§ **PROBLEM TO WORK ON**
Without skipping any entry, transcribe the data word for word.

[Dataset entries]

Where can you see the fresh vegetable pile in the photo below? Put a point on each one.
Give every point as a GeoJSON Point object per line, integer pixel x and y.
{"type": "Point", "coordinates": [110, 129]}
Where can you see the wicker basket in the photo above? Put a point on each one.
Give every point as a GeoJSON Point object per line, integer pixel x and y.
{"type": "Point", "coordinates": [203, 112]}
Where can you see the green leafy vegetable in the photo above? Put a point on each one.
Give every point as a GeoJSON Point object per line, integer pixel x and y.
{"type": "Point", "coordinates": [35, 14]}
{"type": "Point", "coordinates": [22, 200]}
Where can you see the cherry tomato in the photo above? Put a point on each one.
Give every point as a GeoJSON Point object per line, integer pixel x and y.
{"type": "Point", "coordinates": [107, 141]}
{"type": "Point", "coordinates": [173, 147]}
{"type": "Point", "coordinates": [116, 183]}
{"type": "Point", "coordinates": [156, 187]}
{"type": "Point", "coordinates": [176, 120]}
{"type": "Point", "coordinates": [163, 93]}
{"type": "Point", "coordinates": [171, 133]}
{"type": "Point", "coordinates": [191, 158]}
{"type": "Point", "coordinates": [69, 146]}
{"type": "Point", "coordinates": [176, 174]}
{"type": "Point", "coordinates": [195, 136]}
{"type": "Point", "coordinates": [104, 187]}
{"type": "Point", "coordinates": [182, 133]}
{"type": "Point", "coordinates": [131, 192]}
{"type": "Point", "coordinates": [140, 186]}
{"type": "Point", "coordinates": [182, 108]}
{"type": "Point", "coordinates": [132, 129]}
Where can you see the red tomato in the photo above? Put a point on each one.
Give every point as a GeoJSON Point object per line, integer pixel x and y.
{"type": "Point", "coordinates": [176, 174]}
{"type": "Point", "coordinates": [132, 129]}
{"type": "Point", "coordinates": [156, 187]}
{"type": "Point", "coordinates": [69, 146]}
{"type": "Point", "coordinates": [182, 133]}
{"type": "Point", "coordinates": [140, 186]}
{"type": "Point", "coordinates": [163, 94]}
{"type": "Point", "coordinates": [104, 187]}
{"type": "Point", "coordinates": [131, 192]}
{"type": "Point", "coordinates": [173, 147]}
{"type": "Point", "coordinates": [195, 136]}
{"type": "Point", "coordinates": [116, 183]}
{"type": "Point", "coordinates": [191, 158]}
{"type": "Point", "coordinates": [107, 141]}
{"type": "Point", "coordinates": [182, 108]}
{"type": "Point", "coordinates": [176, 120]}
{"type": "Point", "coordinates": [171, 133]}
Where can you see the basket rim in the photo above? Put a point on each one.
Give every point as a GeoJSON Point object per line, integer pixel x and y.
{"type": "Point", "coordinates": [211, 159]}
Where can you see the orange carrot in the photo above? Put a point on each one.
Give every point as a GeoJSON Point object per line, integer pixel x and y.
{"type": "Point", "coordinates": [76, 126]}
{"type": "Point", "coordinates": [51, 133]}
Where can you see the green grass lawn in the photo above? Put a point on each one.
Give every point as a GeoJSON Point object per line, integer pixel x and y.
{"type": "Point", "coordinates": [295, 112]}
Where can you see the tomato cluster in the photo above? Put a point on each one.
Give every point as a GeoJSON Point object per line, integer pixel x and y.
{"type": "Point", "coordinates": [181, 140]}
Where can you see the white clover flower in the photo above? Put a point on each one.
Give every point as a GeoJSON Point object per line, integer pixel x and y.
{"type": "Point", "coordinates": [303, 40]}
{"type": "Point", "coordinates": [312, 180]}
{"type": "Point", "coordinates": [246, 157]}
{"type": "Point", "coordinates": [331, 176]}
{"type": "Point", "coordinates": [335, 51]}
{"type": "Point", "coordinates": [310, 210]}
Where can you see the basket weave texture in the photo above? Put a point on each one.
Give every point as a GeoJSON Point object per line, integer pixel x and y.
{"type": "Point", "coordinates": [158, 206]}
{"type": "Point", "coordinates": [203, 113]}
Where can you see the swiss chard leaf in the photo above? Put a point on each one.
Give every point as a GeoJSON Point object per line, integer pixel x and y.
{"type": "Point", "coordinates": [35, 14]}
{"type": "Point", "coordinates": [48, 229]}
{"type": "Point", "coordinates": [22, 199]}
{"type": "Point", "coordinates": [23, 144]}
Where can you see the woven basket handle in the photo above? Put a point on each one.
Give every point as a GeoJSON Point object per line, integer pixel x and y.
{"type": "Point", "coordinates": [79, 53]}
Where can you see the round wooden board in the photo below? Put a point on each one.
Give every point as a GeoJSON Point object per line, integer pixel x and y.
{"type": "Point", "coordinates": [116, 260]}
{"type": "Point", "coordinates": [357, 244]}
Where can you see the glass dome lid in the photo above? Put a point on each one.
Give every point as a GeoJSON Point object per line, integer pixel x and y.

§ **OUTPUT**
Where can you see the fresh vegetable pile in the photo below? Put a point on each one.
Give every point as a GeoJSON Point object per line, integer pixel x and y.
{"type": "Point", "coordinates": [110, 129]}
Where can you see the wicker basket in the photo above? Put a point on each one.
Give every point as a GeoJSON Point object per line, integer pixel x and y.
{"type": "Point", "coordinates": [203, 112]}
Where can you see the green leafy vegetable in the photo above? Put a point on each one.
Give every point as a GeoJSON Point object per line, integer pixel x and y.
{"type": "Point", "coordinates": [35, 14]}
{"type": "Point", "coordinates": [22, 200]}
Where can you see the cherry tomato in the photo above? Put a point on each one.
Give every point as a GeoJSON Point object per line, integer pixel x and y.
{"type": "Point", "coordinates": [107, 141]}
{"type": "Point", "coordinates": [173, 147]}
{"type": "Point", "coordinates": [116, 183]}
{"type": "Point", "coordinates": [156, 187]}
{"type": "Point", "coordinates": [176, 120]}
{"type": "Point", "coordinates": [163, 93]}
{"type": "Point", "coordinates": [171, 133]}
{"type": "Point", "coordinates": [191, 158]}
{"type": "Point", "coordinates": [69, 146]}
{"type": "Point", "coordinates": [176, 174]}
{"type": "Point", "coordinates": [195, 136]}
{"type": "Point", "coordinates": [104, 187]}
{"type": "Point", "coordinates": [182, 133]}
{"type": "Point", "coordinates": [131, 192]}
{"type": "Point", "coordinates": [140, 186]}
{"type": "Point", "coordinates": [182, 108]}
{"type": "Point", "coordinates": [132, 129]}
Where can you see the red tomato in the photo above? Put a point on each one.
Give every point as a GeoJSON Point object per line, integer pixel x and y.
{"type": "Point", "coordinates": [176, 174]}
{"type": "Point", "coordinates": [132, 129]}
{"type": "Point", "coordinates": [156, 187]}
{"type": "Point", "coordinates": [69, 146]}
{"type": "Point", "coordinates": [182, 133]}
{"type": "Point", "coordinates": [140, 186]}
{"type": "Point", "coordinates": [163, 94]}
{"type": "Point", "coordinates": [104, 187]}
{"type": "Point", "coordinates": [131, 192]}
{"type": "Point", "coordinates": [173, 147]}
{"type": "Point", "coordinates": [195, 136]}
{"type": "Point", "coordinates": [116, 183]}
{"type": "Point", "coordinates": [191, 158]}
{"type": "Point", "coordinates": [107, 141]}
{"type": "Point", "coordinates": [182, 108]}
{"type": "Point", "coordinates": [176, 120]}
{"type": "Point", "coordinates": [171, 133]}
Where can you see the basket rim in the photo above? Put a point on each one.
Give every point as a GeoJSON Point object per line, integer pixel x and y.
{"type": "Point", "coordinates": [211, 159]}
Where can you see the orange carrot in the photo above? Put a point on each one.
Give every point as a GeoJSON Point object per line, integer pixel x and y.
{"type": "Point", "coordinates": [76, 126]}
{"type": "Point", "coordinates": [51, 133]}
Where can you see the green grass lawn in the photo above? Put a point on each one.
Give every point as a GeoJSON Point object per line, integer pixel x and y.
{"type": "Point", "coordinates": [295, 112]}
Where can you see the tomato cluster in the photo above? Put a point on each one.
Give every point as a GeoJSON Point object per line, integer pixel x and y.
{"type": "Point", "coordinates": [181, 140]}
Where can you see the white clover flower in the photo above? Put a point on each one.
Give every point as a GeoJSON Point object per line, integer pixel x and y.
{"type": "Point", "coordinates": [303, 40]}
{"type": "Point", "coordinates": [312, 180]}
{"type": "Point", "coordinates": [246, 157]}
{"type": "Point", "coordinates": [331, 176]}
{"type": "Point", "coordinates": [335, 51]}
{"type": "Point", "coordinates": [310, 210]}
Where can you see the basket weave texture in the photo above? Put a point on each one.
Give every point as a GeoJSON Point object per line, integer pixel x and y.
{"type": "Point", "coordinates": [158, 206]}
{"type": "Point", "coordinates": [203, 113]}
Where can you see the swiss chard leaf in the photo above? Put a point on each one.
Give every point as a GeoJSON Point object per line, integer pixel x and y.
{"type": "Point", "coordinates": [35, 14]}
{"type": "Point", "coordinates": [48, 229]}
{"type": "Point", "coordinates": [22, 199]}
{"type": "Point", "coordinates": [23, 144]}
Where can you see the woven basket handle in the photo above? Put a point on each one.
Give every point as a GeoJSON Point object per line, integer pixel x and y.
{"type": "Point", "coordinates": [79, 53]}
Where can you see the round wooden board in the photo below? Put a point on each one.
Give every point as a GeoJSON Point object per line, integer pixel x and y.
{"type": "Point", "coordinates": [116, 260]}
{"type": "Point", "coordinates": [357, 244]}
Where can you see the glass dome lid in the photo above? Put a point on each one.
Give every point as a GeoJSON Point object per line, integer pixel x and y.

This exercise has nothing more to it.